» **СТРОКИ**

• • •

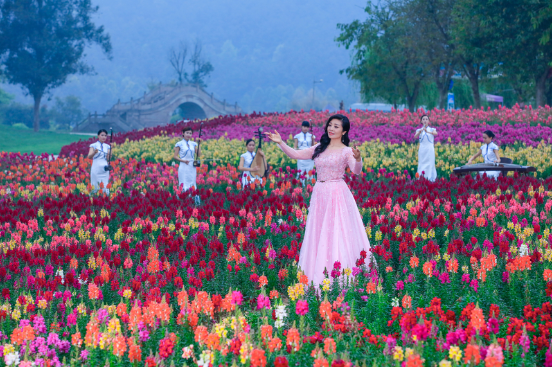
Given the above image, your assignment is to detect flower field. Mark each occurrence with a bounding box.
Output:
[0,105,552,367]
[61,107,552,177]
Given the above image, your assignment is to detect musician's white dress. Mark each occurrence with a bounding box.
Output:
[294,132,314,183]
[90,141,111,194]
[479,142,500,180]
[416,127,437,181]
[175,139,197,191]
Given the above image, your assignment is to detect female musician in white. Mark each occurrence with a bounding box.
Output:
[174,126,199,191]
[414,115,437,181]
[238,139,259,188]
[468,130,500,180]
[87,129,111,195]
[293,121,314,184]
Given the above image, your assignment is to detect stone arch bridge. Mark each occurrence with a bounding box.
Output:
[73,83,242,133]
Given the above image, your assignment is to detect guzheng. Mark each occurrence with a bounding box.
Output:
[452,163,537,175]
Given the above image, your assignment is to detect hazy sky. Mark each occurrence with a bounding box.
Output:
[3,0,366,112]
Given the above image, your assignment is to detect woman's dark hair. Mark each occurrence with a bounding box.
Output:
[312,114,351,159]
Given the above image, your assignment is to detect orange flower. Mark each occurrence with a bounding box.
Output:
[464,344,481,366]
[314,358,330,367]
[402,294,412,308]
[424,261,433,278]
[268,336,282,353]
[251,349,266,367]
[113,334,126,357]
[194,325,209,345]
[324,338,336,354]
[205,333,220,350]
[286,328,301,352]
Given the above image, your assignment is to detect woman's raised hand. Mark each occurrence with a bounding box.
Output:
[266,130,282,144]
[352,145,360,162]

• • •

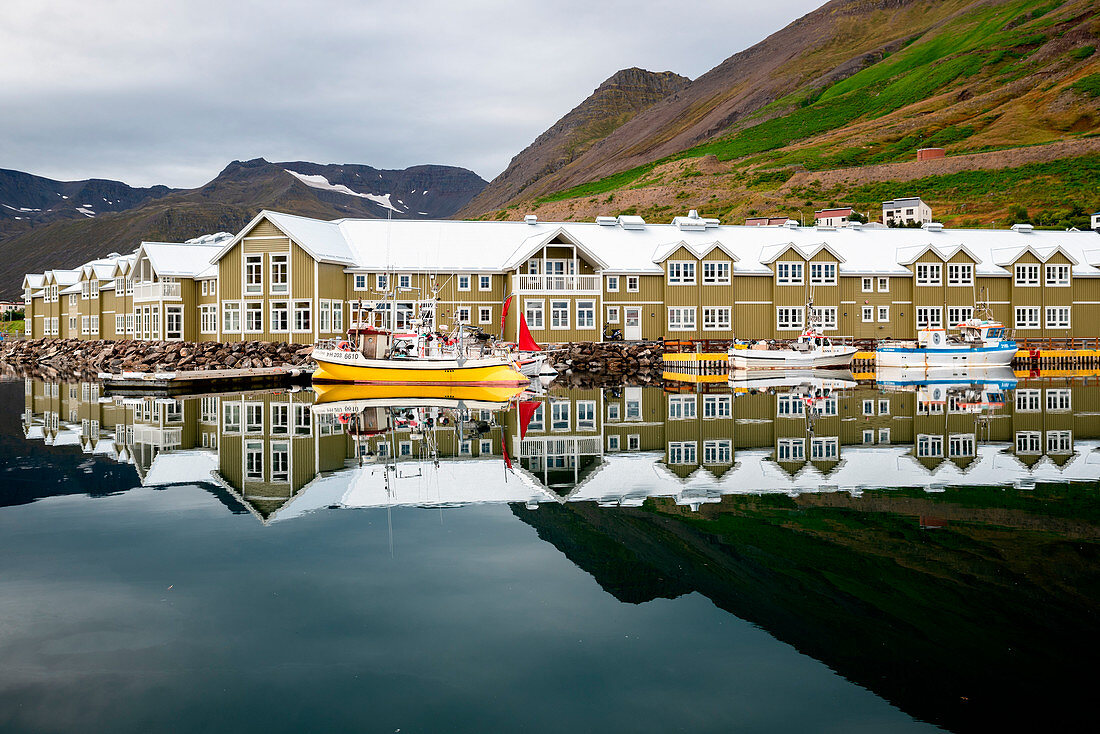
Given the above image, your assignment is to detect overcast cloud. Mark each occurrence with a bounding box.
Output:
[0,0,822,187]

• • •

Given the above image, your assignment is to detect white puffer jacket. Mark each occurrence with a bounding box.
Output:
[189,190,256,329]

• • •

» **ЗАДАНИЕ**
Перепишите без изменений строки между строкой, содержащей «Given the above image, your assignment is to detect hazy», и строкой, содержащей «[312,114,351,159]», включая обе.

» **ОТВЕТ**
Given the above image, your assignment is to detect hazy sky. Mark each occurrence with a bounding box.
Output:
[3,0,366,112]
Given the above image, your assignment is to detect woman's dark hair. Mark each occurrence with a bounding box.
Output:
[312,114,351,159]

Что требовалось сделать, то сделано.